Document passage:
The city of Detroit supports one of the nation's most byzantine systems of permitting and licensing for its citzens' occupations and businesses. For instance, a Detroiter who wished to pursue a career as a landscape gardener would have to navigate a maze of regulations to obtain a license to do so. The city also maintains outright bans on some activities, including all home-based businesses and "jitney" car and van services (i.e., private individuals providing taxi service).

Detroit, in fact, regulates all manner of entrepreneurial activity, the effects of which are to stifle economic life and drive away businesses and people. A September 1996 editorial by The Detroit News cited 350 different permits issued by 11 different agencies in the city.

But Detroit is not alone in throwing up ridiculous barriers to entrepreneurship. Many cities, from New York to Los Angeles, heavily regulate commerce at the local level. In New York, for example, city officials recently decided they didn't like street vendors. The result has been an ongoing regulatory assault against these vendors, who run legitimate businesses trying to provide food and other products to willing customers. In Baltimore, it is illegal to set up a newsstand. And a few years ago, officials in Washington, D.C. drove most vendors selling souvenirs to tourists off the Mall.

With this kind of attitude predominating in our urban centers, is it any wonder that "urban blight" has become a cliché? The causes of urban decay are complex, but connect the dots: Government regulations are a major reason that businesses everywhere—and entry-level workers and entrepreneurs in inner cities especially—find fewer opportunities to translate their energy and initiative into productive commerce and trade.

Often under the guise of protecting consumers, city regulations unnecessarily stifle the entrepreneurial spirit that drives the economic growth and development essential to a city's prosperity. If cities like Detroit really want to improve their citizens' quality of life dramatically, they should instead conduct an across-the-board privatization of municipal regulations. Cities need to take inventory of their stock of regulations and eliminate those not aimed at facilitating commerce. At the very least, cities should contract out their licensing and permitting departments to private, for-profit institutions.

Regulations are essentially hidden job killers. The problem is detecting how many jobs are being killed: There's no reliable way to know how many jobs were "never created" because the regulatory environment was too hostile. Entrepreneurs often find it too difficult to get through a costly maze of regulations and either throw up their hands in frustration and leave, or else operate illegally. As one Detroit businessman noted, "We operate on the basis that we just do what we want and the permits will catch up with us sometime."

Last year, ABC News journalist John Stossel contrasted what works and what does not with regard to city regulation of commerce. As a test, Stossel attempted to open small businesses in Hong Kong and New York City. He went to the appropriate Hong Kong city office first, to apply for a license to open a small retail outlet. He filled out one form and the next day he was operating his business in a mall. By contrast, the process in New York City took weeks and required licenses, state and federal tax numbers, and building and zoning approval.

Stored records:

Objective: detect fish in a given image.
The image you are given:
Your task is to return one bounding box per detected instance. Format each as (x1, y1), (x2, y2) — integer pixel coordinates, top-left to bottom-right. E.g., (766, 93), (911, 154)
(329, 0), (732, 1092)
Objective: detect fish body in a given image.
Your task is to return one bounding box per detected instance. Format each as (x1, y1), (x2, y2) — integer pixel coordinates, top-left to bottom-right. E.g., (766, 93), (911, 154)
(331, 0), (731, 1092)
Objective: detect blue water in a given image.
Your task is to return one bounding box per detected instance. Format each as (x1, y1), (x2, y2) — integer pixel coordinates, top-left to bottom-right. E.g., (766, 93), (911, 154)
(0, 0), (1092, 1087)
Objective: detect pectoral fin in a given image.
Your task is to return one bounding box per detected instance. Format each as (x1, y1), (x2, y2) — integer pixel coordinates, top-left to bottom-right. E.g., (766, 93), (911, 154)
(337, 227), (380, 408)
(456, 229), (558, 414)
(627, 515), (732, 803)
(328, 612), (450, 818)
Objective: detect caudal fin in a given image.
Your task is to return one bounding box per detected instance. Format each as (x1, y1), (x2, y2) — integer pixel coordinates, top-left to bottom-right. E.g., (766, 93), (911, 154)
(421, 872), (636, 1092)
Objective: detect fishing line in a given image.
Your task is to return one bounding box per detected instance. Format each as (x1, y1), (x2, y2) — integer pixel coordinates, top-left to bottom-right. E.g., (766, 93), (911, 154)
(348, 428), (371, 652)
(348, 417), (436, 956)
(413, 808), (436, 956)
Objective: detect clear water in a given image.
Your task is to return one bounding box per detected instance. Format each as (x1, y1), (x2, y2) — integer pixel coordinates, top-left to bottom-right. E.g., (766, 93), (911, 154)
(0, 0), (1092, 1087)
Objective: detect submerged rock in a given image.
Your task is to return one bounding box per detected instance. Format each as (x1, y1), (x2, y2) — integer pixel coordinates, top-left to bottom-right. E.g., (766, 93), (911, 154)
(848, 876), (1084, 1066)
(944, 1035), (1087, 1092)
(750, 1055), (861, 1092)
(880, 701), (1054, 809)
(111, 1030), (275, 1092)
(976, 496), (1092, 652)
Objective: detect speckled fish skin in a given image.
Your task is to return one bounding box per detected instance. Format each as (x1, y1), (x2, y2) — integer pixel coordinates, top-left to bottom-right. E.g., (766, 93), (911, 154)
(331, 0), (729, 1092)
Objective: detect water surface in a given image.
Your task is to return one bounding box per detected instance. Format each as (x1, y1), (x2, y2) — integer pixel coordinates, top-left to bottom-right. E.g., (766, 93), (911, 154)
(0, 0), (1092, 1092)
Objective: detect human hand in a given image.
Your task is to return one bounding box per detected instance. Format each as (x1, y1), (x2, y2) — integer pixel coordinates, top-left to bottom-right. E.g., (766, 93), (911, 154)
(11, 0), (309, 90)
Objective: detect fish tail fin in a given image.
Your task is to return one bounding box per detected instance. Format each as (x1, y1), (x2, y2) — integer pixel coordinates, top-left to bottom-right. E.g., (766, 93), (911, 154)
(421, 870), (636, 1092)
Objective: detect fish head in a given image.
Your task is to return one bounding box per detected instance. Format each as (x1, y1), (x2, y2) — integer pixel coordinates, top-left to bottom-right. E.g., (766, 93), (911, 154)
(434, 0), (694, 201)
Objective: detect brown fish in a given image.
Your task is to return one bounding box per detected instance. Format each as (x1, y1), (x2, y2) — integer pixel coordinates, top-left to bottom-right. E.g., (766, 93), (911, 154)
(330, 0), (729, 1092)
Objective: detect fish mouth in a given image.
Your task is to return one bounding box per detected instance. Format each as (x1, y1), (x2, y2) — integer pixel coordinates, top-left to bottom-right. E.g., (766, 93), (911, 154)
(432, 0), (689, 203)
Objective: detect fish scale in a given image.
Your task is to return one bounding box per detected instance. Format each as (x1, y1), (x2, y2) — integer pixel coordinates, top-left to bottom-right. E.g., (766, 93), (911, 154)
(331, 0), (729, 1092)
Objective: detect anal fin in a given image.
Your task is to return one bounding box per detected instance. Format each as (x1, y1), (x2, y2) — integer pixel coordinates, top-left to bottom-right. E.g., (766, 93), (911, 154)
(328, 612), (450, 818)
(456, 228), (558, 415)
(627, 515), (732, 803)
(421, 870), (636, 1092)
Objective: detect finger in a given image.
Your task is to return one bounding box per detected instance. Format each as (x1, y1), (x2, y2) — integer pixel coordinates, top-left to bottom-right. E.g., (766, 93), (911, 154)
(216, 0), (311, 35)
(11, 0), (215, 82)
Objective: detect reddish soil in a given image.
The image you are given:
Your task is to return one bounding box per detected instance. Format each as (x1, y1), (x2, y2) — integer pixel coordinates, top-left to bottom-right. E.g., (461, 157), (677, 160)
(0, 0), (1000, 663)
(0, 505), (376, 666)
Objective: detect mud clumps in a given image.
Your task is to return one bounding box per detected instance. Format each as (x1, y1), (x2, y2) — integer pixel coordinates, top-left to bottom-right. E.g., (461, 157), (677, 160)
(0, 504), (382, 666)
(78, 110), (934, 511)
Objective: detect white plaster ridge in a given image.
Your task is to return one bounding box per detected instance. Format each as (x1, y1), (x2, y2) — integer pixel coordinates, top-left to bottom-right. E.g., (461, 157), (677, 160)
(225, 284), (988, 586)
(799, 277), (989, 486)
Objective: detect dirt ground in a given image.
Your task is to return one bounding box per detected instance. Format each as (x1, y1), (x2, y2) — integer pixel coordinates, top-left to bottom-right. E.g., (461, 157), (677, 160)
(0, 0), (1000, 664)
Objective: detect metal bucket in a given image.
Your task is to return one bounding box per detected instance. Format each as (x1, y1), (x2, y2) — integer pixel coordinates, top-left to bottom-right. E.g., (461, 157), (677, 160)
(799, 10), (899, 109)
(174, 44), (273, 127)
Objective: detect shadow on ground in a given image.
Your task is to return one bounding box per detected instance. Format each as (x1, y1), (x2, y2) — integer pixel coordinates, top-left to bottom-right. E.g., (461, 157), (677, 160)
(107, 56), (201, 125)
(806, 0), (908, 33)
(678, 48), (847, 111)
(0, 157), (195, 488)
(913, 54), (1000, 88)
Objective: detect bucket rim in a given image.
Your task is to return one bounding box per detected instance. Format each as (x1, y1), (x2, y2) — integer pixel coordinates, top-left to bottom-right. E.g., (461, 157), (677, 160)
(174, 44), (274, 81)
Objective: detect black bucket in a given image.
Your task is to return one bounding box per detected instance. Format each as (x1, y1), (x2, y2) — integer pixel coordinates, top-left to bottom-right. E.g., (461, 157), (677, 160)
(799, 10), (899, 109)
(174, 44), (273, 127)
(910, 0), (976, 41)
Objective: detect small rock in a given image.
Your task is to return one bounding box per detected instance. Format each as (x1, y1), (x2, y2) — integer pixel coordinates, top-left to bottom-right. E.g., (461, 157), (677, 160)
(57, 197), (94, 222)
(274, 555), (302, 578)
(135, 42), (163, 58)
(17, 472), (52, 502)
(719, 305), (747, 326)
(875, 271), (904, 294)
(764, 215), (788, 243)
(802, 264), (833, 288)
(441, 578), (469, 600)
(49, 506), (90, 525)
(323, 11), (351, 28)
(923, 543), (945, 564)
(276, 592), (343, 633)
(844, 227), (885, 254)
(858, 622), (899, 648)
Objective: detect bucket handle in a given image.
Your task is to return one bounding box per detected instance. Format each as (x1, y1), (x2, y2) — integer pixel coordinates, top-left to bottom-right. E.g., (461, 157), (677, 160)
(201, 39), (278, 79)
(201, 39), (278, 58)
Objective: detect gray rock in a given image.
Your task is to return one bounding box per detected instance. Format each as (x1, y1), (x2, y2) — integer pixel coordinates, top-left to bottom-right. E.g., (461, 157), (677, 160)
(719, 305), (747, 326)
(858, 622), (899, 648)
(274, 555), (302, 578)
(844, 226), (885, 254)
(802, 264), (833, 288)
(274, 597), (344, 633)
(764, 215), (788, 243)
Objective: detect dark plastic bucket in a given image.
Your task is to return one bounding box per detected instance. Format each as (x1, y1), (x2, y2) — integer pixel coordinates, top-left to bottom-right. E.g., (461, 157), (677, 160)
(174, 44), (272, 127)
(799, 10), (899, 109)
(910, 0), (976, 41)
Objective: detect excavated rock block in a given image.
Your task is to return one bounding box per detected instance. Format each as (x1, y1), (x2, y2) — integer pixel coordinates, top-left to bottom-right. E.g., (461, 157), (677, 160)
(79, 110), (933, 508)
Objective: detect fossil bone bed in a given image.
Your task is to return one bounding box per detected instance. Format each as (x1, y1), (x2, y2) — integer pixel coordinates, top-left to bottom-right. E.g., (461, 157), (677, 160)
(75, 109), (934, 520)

List of tasks:
[a] Translate this sentence from the passage on city regulation into Spanish: "In Baltimore, it is illegal to set up a newsstand."
[b] Recast the stored rows between the lines holding "Objective: detect water" and "(434, 0), (694, 201)", inclusive, as a two-column CSV with the columns request and answer. Give one line for each request, put each field in double quotes, and turn line breaks into spaces.

Responses per task:
[a] En Baltimore, es ilegal instalar un quiosco de periódicos.

[b]
request,answer
"Objective: detect water surface in a given image. Your task is to return one bounding box per detected instance. Format each as (x1, y1), (x2, y2) — integer pixel coordinates, top-left to bottom-right. E.g., (766, 93), (911, 154)","(0, 0), (1092, 1092)"
"Objective: detect human hand in a given image. Your task is to return one bounding box per detected instance. Format each as (x1, y1), (x2, y2) — integer pixel coordinates, top-left to bottom-right. E.g., (766, 93), (911, 154)","(11, 0), (309, 90)"
"Objective: detect fish tail fin in a given image. Your task is to return one bounding box per detected instance. Format each as (x1, y1), (x2, y2) — integer pixel coordinates, top-left to bottom-right. E.g., (766, 93), (911, 154)","(421, 870), (636, 1092)"
"Objective: detect fish head in a given image. Your task is to return one bounding box per detected instance. Format each as (x1, y1), (x2, y2) — integer pixel coordinates, top-left to bottom-right. E.g., (766, 93), (911, 154)","(434, 0), (694, 201)"